SELECTED PASSAGE.

::::

Why We Pause to Remember Our Veterans
November 10, 2016
As leaves fall and the sky darkens earlier each day, the nation will observe Veterans Day this Friday, November 11.
The somber holiday follows an enormously consequential election, which is fitting. We enjoy free elections only because of those who put their lives on the line to defend us from tyranny.
Originally named Armistice Day to mark the end of World War I, the holiday was changed to Veterans Day by Congress in June, 1954.
In 1985, President Ronald Reagan gave a memorable Veterans Day speech at Arlington National Cemetery, which included these passages:
“A few moments ago I placed a wreath at the Tomb of the Unknown Soldier, and as I stepped back and stood during the moment of silence that followed, I said a small prayer. And it occurred to me that each of my predecessors has had a similar moment, and I wondered if our prayers weren’t very much the same, if not identical.
“We celebrate Veterans Day on the anniversary of the armistice that ended World War I, the armistice that began on the 11th hour of the 11th day of the 11th month. And I wonder, in fact, if all Americans’ prayers aren’t the same as those I mentioned a moment ago. The timing of this holiday is quite deliberate in terms of historical fact but somehow it always seems quite fitting to me that this day comes deep in autumn when the colors are muted and the days seem to invite contemplation.
“Sometime back I received in the name of our country the bodies of four Marines who had died while on active duty. I said then that there is a special sadness that accompanies the death of a serviceman, for we’re never quite good enough to them — not really; we can’t be, because what they gave us is beyond our powers to repay. And so, when a serviceman dies, it’s a tear in the fabric, a break in the whole, and all we can do is remember.

::::

PROVIDED INFORMATION.
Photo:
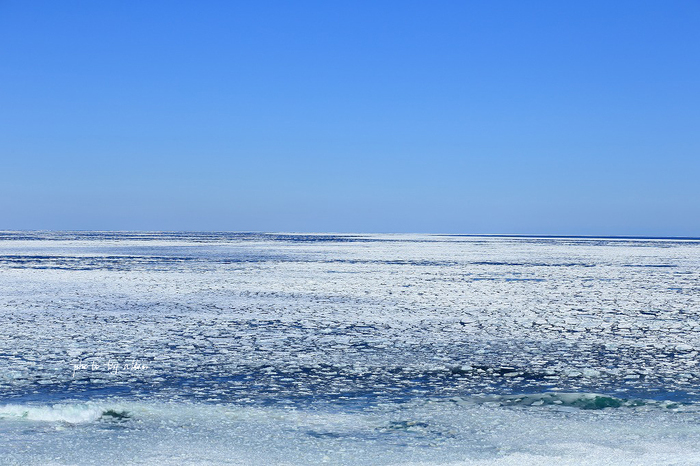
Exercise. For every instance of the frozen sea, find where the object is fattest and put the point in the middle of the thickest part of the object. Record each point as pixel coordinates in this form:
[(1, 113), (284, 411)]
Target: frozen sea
[(260, 349)]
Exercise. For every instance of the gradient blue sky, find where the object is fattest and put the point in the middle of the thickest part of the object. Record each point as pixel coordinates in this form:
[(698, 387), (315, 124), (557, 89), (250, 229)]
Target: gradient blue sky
[(542, 117)]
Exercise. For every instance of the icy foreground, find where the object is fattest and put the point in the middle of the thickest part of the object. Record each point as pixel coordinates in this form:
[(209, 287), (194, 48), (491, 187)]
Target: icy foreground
[(171, 348)]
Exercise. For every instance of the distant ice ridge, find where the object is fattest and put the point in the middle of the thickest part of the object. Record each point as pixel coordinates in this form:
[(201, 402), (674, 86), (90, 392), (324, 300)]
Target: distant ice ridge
[(66, 413)]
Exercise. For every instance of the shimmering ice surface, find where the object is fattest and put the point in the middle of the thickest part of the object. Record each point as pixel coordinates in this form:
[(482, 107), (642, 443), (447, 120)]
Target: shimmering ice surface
[(212, 348)]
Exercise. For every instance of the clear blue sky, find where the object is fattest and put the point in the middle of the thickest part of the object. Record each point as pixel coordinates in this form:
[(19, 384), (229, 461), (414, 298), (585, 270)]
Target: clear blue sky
[(558, 117)]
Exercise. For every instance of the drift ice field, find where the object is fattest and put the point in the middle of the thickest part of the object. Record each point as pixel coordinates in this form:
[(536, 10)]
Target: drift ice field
[(257, 349)]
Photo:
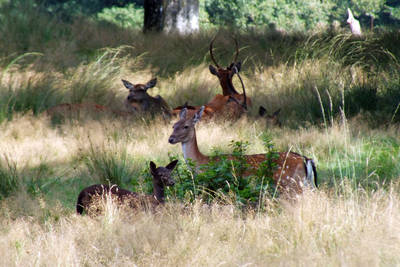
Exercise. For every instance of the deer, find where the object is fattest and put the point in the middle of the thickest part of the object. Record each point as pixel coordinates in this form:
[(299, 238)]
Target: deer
[(354, 24), (139, 101), (90, 195), (293, 171), (271, 120), (230, 104)]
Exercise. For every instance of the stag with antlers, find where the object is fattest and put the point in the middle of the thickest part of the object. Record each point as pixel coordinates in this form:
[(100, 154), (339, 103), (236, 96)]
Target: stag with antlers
[(230, 104)]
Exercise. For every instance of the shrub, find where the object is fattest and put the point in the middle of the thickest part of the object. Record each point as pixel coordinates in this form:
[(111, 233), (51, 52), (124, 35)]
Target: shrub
[(224, 178)]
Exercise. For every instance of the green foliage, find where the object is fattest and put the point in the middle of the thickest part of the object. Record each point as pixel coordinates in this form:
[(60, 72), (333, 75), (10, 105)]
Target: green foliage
[(370, 8), (9, 178), (374, 164), (224, 177), (129, 16), (30, 94)]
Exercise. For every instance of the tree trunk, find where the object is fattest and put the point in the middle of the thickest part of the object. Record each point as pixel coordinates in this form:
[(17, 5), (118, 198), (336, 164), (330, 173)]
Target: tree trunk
[(181, 16), (153, 15)]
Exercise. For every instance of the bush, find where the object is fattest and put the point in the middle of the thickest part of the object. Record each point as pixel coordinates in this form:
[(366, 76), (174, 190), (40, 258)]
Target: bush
[(225, 178), (126, 17)]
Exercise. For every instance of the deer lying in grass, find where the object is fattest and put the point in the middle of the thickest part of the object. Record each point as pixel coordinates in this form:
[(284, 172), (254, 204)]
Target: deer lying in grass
[(271, 120), (88, 197), (230, 104), (292, 173), (139, 101)]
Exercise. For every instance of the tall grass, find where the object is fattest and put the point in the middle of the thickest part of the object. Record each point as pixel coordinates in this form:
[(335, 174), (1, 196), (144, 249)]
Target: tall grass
[(340, 106)]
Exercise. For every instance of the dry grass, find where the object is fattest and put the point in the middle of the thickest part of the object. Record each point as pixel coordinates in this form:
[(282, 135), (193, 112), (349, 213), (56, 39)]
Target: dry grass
[(317, 230), (341, 224)]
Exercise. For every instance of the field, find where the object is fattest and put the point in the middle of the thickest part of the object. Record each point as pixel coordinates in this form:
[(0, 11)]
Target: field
[(339, 98)]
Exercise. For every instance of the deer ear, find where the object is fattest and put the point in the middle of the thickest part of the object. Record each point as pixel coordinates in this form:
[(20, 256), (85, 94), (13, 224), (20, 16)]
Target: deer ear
[(127, 84), (213, 70), (182, 114), (151, 83), (276, 113), (198, 114), (262, 111), (171, 165), (238, 66), (153, 167)]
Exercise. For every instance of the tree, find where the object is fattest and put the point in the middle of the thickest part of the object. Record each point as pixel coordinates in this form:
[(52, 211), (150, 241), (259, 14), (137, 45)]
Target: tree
[(180, 16), (153, 15), (370, 8)]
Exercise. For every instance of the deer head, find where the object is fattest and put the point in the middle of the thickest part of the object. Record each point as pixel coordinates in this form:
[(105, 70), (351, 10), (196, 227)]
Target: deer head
[(184, 130), (162, 175), (354, 23), (225, 75), (138, 99), (271, 120), (138, 92)]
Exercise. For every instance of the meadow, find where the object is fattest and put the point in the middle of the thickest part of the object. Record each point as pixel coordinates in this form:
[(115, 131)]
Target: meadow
[(339, 98)]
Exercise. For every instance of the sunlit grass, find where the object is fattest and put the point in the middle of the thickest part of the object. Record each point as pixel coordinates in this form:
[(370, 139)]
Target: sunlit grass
[(335, 110)]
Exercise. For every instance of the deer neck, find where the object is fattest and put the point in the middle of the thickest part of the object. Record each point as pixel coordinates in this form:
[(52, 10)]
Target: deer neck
[(191, 151), (158, 192), (228, 88)]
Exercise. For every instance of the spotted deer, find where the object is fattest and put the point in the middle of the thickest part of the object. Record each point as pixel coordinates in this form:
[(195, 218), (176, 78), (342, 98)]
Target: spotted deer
[(293, 171), (230, 104), (88, 197), (140, 102), (270, 120)]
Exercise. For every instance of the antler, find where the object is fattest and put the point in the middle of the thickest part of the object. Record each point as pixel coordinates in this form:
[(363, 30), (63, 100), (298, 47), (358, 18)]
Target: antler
[(244, 104), (237, 49), (211, 54)]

::::

INSTRUCTIONS FOR THE TASK.
Carry on the Veterans Day article from the end of its last paragraph, keeping the same subject and tone. The records are not needed for the work here.

ANSWER BOX.
“It is, in a way, an odd thing to honor those who died in defense of our country, in defense of us, in wars far away. The imagination plays a trick. We see these soldiers in our mind as old and wise. We see them as something like the Founding Fathers, grave and gray haired. But most of them were boys when they died, and they gave up two lives — the one they were living and the one they would have lived. When they died, they gave up their chance to be husbands and fathers and grandfathers. They gave up their chance to be revered old men. They gave up everything for our country, for us.”
President Reagan went on to make the case for peace through strength so that more Americans would not have to make the ultimate sacrifice.
On Veterans Day 2016, we think of not only those buried at Arlington and other national military cemeteries, but of the living veterans around us, many of whom paid an enormous price to keep our country free. As our American soldiers, sailors and airmen continue to serve in far-flung, dangerous places, we need to honor their service not only with our spoken gratitude but with the assurance of medical and economic security.
The national shame of a Veterans Administration exposed as failing to live up to its promise to care for our veterans must end. Now that we’ve turned a page through a national election, we have a moral obligation to ensure that our veterans are not only remembered but properly treated and properly honored.
All of us at the American Civil Rights Union wish America’s veterans and their families a blessed Veterans Day. Thank you for your service.